#### [REQUIRED ACTION]
Every single line below has to be printed once more, exactly.

(Stored data)

::::::

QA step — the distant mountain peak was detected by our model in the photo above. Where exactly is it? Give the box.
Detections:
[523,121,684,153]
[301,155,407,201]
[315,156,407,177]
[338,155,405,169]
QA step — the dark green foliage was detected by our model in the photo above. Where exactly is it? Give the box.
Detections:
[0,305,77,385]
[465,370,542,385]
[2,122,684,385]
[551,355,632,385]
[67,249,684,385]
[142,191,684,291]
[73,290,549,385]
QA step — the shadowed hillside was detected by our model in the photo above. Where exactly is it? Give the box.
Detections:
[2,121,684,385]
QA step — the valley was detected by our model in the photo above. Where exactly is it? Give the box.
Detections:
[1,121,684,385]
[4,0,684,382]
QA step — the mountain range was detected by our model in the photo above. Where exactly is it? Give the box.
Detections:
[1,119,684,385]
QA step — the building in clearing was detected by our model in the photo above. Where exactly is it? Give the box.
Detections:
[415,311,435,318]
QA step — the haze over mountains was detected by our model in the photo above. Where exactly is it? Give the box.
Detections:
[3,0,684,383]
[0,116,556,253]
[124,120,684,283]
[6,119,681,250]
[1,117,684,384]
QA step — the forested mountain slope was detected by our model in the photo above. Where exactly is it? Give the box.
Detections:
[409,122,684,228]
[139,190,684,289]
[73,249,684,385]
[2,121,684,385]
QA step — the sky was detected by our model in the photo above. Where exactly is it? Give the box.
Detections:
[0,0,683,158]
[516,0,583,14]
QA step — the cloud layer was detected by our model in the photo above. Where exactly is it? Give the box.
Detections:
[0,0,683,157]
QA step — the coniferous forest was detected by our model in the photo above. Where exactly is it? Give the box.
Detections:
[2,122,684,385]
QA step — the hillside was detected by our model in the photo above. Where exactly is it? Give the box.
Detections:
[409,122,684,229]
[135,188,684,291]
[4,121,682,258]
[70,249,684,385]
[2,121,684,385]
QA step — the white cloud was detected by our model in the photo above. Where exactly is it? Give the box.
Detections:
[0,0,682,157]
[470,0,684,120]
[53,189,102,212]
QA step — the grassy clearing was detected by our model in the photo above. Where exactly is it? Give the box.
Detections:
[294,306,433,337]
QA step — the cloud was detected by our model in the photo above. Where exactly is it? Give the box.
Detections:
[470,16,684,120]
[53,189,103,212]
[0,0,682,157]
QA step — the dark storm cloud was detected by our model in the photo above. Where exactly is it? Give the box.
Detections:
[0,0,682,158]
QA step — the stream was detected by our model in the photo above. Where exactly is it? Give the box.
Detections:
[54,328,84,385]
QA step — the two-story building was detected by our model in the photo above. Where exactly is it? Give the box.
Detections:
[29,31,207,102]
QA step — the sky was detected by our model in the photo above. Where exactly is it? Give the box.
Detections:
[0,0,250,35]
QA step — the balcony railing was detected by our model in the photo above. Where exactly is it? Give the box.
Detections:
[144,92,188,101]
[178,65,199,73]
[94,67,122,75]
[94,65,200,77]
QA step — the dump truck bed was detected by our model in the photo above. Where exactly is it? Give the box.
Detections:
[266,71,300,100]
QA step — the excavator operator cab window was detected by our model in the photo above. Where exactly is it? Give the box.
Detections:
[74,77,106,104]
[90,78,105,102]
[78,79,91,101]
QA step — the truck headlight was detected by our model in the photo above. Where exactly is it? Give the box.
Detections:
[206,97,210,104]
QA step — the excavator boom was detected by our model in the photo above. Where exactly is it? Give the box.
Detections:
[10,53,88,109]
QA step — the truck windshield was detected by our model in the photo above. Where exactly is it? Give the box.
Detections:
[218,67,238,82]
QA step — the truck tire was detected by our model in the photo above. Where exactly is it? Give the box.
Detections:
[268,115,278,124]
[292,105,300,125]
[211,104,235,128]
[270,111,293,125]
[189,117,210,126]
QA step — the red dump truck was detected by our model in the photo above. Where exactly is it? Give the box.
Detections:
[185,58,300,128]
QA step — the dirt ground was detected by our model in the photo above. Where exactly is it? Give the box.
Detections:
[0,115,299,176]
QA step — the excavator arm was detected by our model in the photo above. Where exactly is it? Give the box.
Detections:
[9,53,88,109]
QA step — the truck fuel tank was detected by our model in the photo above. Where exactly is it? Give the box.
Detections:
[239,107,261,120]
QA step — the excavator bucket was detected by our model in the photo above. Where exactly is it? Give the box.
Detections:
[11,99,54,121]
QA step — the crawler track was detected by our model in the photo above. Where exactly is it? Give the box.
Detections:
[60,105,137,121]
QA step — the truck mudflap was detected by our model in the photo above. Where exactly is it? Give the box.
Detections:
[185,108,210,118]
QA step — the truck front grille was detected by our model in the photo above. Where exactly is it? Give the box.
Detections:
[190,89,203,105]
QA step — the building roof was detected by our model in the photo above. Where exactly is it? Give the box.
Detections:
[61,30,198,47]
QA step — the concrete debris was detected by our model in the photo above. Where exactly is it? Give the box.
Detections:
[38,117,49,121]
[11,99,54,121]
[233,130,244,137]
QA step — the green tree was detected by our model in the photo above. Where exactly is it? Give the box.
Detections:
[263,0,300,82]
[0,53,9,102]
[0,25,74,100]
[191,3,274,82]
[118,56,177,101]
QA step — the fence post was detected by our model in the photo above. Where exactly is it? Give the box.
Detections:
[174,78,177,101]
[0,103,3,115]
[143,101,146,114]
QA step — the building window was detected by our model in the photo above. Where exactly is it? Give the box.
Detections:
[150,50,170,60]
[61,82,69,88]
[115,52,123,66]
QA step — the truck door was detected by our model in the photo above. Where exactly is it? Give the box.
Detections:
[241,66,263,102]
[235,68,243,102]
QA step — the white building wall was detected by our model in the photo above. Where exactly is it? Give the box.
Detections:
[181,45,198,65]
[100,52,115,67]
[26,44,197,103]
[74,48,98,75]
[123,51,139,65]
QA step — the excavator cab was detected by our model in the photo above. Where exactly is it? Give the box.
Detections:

::::::

#### [RESPONSE BOX]
QA step — the distant mountain peak was detected by our model in the photo above. Where exactly is it? Give the box.
Detections:
[523,121,684,153]
[301,155,407,201]
[315,156,407,177]
[338,155,405,169]
QA step — the dark green foliage was detected by our model in the photo above. Where exactly is it? Give the box.
Detections:
[0,305,77,385]
[465,370,542,385]
[2,122,684,385]
[551,355,632,385]
[67,249,684,385]
[142,191,684,291]
[73,290,549,385]
QA step — the shadowed hillside was detected by our model in the photo above. Where exactly is it? Give the box.
Detections:
[2,121,684,385]
QA step — the valley was detected by our model in the photo above. Where exactly is it? Give the box.
Detections:
[1,121,684,385]
[4,0,684,382]
QA step — the mountain range was detected by our model in the photo above. Where exactly is it? Give the box.
Detections:
[1,119,684,385]
QA step — the building in clearing was detected by our model in the photo above. Where exactly is it? Give the box.
Detections:
[415,311,435,318]
QA step — the haze over mountains was detected by our model in the photo above. Where exactly is it? Give the box.
Detections:
[3,0,684,383]
[0,116,556,253]
[124,120,684,283]
[6,119,681,250]
[1,117,684,384]
QA step — the forested mountain slope was detected by our model in the photo above. Where exactly is it? Give the box.
Detections:
[409,122,684,228]
[139,190,684,289]
[73,249,684,385]
[2,121,684,385]
QA step — the sky was detected by our model in the photo above. Where exactly is it? Give the box.
Detections:
[0,0,683,158]
[516,0,583,14]
QA step — the cloud layer was detected by our model in the photo above. Where exactly is it? Give the box.
Detections:
[0,0,683,157]
QA step — the coniferous forest was detected by our model in the photo above. Where exactly is it? Give the box.
Detections:
[2,122,684,385]
QA step — the hillside was detected by our model in the photo above. Where exactly is it? Give the box.
Detections:
[409,122,684,229]
[135,188,684,291]
[4,121,682,258]
[70,249,684,385]
[2,121,684,385]
QA step — the white cloud was detected by our model in the photo above. Where exactly is it? Give the box.
Detections:
[0,0,682,157]
[470,0,684,120]
[53,189,102,212]
QA step — the grassy clearing was detected by our model in the photo above. Where exactly is it? Give the box.
Detections:
[294,306,433,337]
QA step — the cloud was detected by our model in the photo above. Where exactly is it? Give the box.
Detections:
[470,16,684,120]
[53,189,103,212]
[0,0,682,157]
QA step — the dark storm cloud was detected by our model in the photo above. Where exactly is it? Give the box.
Detections:
[0,0,682,158]
QA step — the stream was detected by our model in the photo above. Where exactly is it? Give the box.
Detections:
[54,328,84,385]
QA step — the two-story building was detected by our model in the photo above. Where exactly is it? Give the box.
Detections:
[29,31,207,102]
QA step — the sky was detected by our model in the photo above. Where exactly is it? Give the box.
Detections:
[0,0,250,35]
QA step — the balcony railing was detected by our model in the photo above. Where exactly is it? Give the box.
Detections:
[144,92,188,101]
[178,65,199,73]
[94,67,122,75]
[94,65,200,77]
QA step — the dump truck bed was detected by our model in the photo above. Where exactly is it? Give the box.
Detections:
[266,71,300,100]
QA step — the excavator operator cab window was detected by our model in the photo above. Where exactly is it? Give the box.
Detections:
[74,77,106,104]
[90,78,105,102]
[78,79,91,101]
QA step — the truck headlight was detected by our model in the photo above. Where exactly is it? Give the box.
Detections:
[206,97,210,104]
QA step — the excavator boom was detected by our model in the photo above. Where exactly is it? Give the box.
Detections:
[10,53,88,109]
QA step — the truck windshield was detected by our model in the photo above. Where exactly is it? Give the box.
Detections:
[218,67,238,82]
QA step — the truck tire was detected by our model in the photo above. Where exactly is it? Give the box.
Detections:
[268,115,278,124]
[292,105,300,125]
[211,104,235,128]
[270,111,293,125]
[189,117,210,126]
QA step — the red dump truck was detected by our model in the photo above. Where exactly is it? Give the box.
Detections:
[185,58,300,128]
QA step — the dirt ground was detected by our model in the photo above. Where exactly is it? Give the box.
Detections:
[0,115,299,176]
QA step — the excavator arm was detected by our model in the photo above. Where exactly is it? Give the box.
Detections:
[9,53,88,109]
QA step — the truck fuel tank was detected by our model in the photo above. Where exactly is it? Give the box.
Detections:
[239,107,261,120]
QA step — the excavator bucket was detected by our model in the photo above. Where exactly is it? Give the box.
Detections:
[11,99,54,121]
QA step — the crawler track was detected by our model in the photo above. Where exactly is it? Give the box.
Detections:
[60,105,137,121]
QA step — the truck mudflap was detected by our model in the photo above. Where exactly is it? Give the box.
Detections:
[185,108,210,118]
QA step — the truck front grille was detected by our model in the photo above. Where exactly is it? Give the box.
Detections:
[190,89,203,105]
QA step — the building roof was detected by our model in the photo above. Where exactly is it? Give the box.
Detections:
[61,30,198,47]
QA step — the concrete debris was detected by our model in the photo above. Where exactly is it? Give the box.
Detections:
[38,117,49,121]
[11,99,54,121]
[233,130,244,137]
QA step — the green tree was detected by our model in the photo above. Where exactly is it? Give the box.
Detections:
[263,0,300,82]
[0,53,9,102]
[0,25,74,100]
[191,3,274,82]
[118,56,177,101]
QA step — the fence post was detected by our model in the photo above. Where exactly is it? Give the box.
Detections:
[174,78,177,101]
[0,103,3,115]
[143,101,146,114]
QA step — the building window was detected by our model in the photo above. Where exactly is it? Give the box.
Detections:
[150,50,170,60]
[61,82,69,88]
[115,52,123,66]
QA step — the truck door was detected by our model in the photo above. Where exactly is it? Give the box.
Detections:
[241,66,263,102]
[235,68,243,102]
QA step — the white building wall was detected by our model in the photo above. Where exactly is it? Give the box.
Detections:
[181,45,198,65]
[100,52,115,67]
[26,44,197,103]
[74,48,98,75]
[123,51,139,65]
QA step — the excavator cab was detected by our model in the photo above. Where exactly is it? Give the box.
Detections:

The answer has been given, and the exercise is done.